YOUR INSTRUCTIONS: In the data below, find every line with the word "kind" and copy it.

----- PROVIDED RECORDS -----

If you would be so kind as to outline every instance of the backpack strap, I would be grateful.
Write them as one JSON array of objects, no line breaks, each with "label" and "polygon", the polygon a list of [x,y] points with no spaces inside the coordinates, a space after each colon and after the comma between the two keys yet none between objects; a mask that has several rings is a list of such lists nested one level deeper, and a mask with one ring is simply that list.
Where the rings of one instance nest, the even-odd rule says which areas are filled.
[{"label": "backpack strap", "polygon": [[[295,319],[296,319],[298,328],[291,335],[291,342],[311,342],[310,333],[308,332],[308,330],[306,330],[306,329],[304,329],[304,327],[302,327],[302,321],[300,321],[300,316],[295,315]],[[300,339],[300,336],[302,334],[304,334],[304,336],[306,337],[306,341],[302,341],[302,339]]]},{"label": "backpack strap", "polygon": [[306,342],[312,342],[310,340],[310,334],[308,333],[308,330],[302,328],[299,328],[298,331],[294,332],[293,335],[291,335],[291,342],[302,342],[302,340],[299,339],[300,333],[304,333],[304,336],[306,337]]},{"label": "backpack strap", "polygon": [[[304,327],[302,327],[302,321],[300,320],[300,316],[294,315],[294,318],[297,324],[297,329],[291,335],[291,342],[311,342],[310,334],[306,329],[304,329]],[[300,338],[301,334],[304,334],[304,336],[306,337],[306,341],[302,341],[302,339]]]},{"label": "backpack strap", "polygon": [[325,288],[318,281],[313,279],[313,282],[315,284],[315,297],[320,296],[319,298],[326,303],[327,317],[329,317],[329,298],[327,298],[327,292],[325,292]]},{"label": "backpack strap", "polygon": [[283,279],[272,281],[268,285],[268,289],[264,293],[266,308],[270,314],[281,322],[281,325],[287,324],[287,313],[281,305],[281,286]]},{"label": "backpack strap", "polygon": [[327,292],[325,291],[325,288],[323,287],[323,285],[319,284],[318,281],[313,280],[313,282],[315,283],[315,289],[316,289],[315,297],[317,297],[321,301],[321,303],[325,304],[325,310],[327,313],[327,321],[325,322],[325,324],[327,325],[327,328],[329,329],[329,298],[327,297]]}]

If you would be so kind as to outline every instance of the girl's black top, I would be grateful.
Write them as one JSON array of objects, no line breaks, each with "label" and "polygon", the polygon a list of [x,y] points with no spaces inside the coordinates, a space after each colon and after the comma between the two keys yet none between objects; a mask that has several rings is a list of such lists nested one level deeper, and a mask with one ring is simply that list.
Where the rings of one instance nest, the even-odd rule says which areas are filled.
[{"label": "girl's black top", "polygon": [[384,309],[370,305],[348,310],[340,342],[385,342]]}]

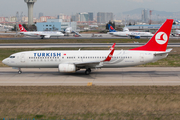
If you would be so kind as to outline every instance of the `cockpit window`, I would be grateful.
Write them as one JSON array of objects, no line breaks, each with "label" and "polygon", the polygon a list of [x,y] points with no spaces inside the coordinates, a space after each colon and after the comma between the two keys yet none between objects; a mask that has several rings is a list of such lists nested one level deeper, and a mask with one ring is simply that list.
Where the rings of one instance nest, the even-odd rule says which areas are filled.
[{"label": "cockpit window", "polygon": [[15,56],[10,56],[9,58],[15,58]]}]

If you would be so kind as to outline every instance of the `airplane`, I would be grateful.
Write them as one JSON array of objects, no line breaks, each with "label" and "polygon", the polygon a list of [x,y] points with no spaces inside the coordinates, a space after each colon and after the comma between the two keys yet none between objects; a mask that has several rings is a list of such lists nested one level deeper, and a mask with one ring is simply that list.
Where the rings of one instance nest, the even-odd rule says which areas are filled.
[{"label": "airplane", "polygon": [[175,32],[172,34],[174,37],[179,37],[180,36],[180,30],[175,30]]},{"label": "airplane", "polygon": [[110,24],[108,24],[109,27],[109,34],[119,37],[131,37],[135,39],[140,39],[141,37],[152,37],[154,34],[150,32],[131,32],[127,27],[123,28],[123,31],[116,31]]},{"label": "airplane", "polygon": [[3,64],[21,68],[57,68],[62,73],[75,73],[85,69],[89,75],[91,69],[121,68],[137,66],[166,58],[172,49],[167,49],[173,20],[167,19],[154,36],[143,46],[130,50],[115,50],[115,43],[110,50],[41,50],[25,51],[10,55]]},{"label": "airplane", "polygon": [[72,30],[72,27],[67,27],[65,30],[64,30],[64,33],[69,36],[69,34],[71,33],[75,33],[76,36],[79,36],[81,37],[81,34],[79,34],[78,32],[75,32]]},{"label": "airplane", "polygon": [[61,32],[53,32],[53,31],[35,31],[35,32],[28,32],[21,24],[19,24],[20,34],[25,36],[33,36],[33,37],[41,37],[50,38],[50,37],[62,37],[64,36]]}]

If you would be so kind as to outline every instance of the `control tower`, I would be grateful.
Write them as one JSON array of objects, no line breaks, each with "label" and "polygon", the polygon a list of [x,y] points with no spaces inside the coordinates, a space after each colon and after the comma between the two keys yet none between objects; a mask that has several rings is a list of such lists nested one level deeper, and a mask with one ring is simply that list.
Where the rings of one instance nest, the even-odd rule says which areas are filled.
[{"label": "control tower", "polygon": [[28,6],[28,25],[33,24],[33,6],[37,0],[24,0]]}]

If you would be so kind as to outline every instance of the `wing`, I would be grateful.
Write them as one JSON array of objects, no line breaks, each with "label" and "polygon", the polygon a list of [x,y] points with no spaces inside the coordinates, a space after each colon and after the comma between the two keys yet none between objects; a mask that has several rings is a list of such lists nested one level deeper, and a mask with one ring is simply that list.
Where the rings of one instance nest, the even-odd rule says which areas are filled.
[{"label": "wing", "polygon": [[113,44],[113,46],[111,47],[111,52],[108,54],[108,56],[102,60],[102,61],[91,61],[91,62],[80,62],[80,63],[74,63],[76,66],[78,67],[102,67],[103,66],[103,62],[109,62],[111,61],[113,54],[114,54],[114,47],[115,47],[116,43]]}]

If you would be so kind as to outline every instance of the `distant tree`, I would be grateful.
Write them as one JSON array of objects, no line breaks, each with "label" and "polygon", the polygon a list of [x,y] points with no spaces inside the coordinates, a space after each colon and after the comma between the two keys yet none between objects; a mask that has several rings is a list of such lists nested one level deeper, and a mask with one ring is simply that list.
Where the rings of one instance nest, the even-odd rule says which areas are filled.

-----

REPLY:
If you would be so kind as to outline every instance of the backpack strap, I would be grateful.
If you would be so kind as to outline every instance of the girl's black top, I would be grateful.
If you would be so kind as to outline every instance of the `cockpit window`, I would be grateful.
If you would be so kind as to outline every instance of the `airplane`, I would be grateful.
If you would be so kind as to outline every instance of the `control tower`, I would be grateful.
If you would be so kind as to outline every instance of the `wing`, I would be grateful.
If you would be so kind as to outline every instance of the `distant tree`, I would be grateful.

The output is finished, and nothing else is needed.